Texte extrait:
***
Ni l'homme, ni Sara ne répondirent (Chevaux : 162).
- Je crois qu'ils ont renoncé à leur promenade dans votre bateau, dit Sara.
- Viens dans ma chambre.
- Les maisons sont de verre (Chevaux : 163-164).’

Le deuxième extrait montre de manière abrupte le caractère purement phatique de la première réplique. L'homme refuse de perdre son temps à ce type de rituel et veut en arriver directement à la raison d'être de cette dyade : la relation amoureuse. Un effet monologue est ainsi créé, à la limite du comique. Nous ne nous étendrons pas sur la procédure réductionnelle, dont le mécanisme une fois repéré revêt un caractère répétitif, pour nous consacrer aux procédures additionnelles qui se confondent avec la scène de rencontre, scène-clé des romans en général, surtout lorsqu'il s'agit d'une rencontre amoureuse.
***
Petit exercice 1: Selon le texte extrait, quelle scène est présentée comme une scène-clé des romans en général ?
***
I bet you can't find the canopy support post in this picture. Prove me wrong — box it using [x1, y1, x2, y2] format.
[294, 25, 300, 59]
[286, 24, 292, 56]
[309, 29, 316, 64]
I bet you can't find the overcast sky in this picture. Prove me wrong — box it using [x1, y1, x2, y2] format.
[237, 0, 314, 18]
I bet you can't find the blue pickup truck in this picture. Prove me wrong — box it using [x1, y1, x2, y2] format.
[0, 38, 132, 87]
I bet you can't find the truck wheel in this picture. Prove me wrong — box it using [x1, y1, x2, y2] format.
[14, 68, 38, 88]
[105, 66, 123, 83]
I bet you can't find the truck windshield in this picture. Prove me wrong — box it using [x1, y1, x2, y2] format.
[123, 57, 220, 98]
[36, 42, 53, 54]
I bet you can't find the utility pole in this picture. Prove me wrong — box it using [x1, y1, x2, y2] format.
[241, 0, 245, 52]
***
Petit exercice 2: Transcrivez à l'identique, s'il vous plaît, toutes les lignes des enregistrements ci-dessus.

Réponse détaillée 1: La scène de rencontre, surtout lorsqu'il s'agit d'une rencontre amoureuse.

Réponse détaillée 2:
I bet you can't find the canopy support post in this picture. Prove me wrong — box it using [x1, y1, x2, y2] format.
[294, 25, 300, 59]
[286, 24, 292, 56]
[309, 29, 316, 64]
I bet you can't find the overcast sky in this picture. Prove me wrong — box it using [x1, y1, x2, y2] format.
[237, 0, 314, 18]
I bet you can't find the blue pickup truck in this picture. Prove me wrong — box it using [x1, y1, x2, y2] format.
[0, 38, 132, 87]
I bet you can't find the truck wheel in this picture. Prove me wrong — box it using [x1, y1, x2, y2] format.
[14, 68, 38, 88]
[105, 66, 123, 83]
I bet you can't find the truck windshield in this picture. Prove me wrong — box it using [x1, y1, x2, y2] format.
[123, 57, 220, 98]
[36, 42, 53, 54]
I bet you can't find the utility pole in this picture. Prove me wrong — box it using [x1, y1, x2, y2] format.
[241, 0, 245, 52]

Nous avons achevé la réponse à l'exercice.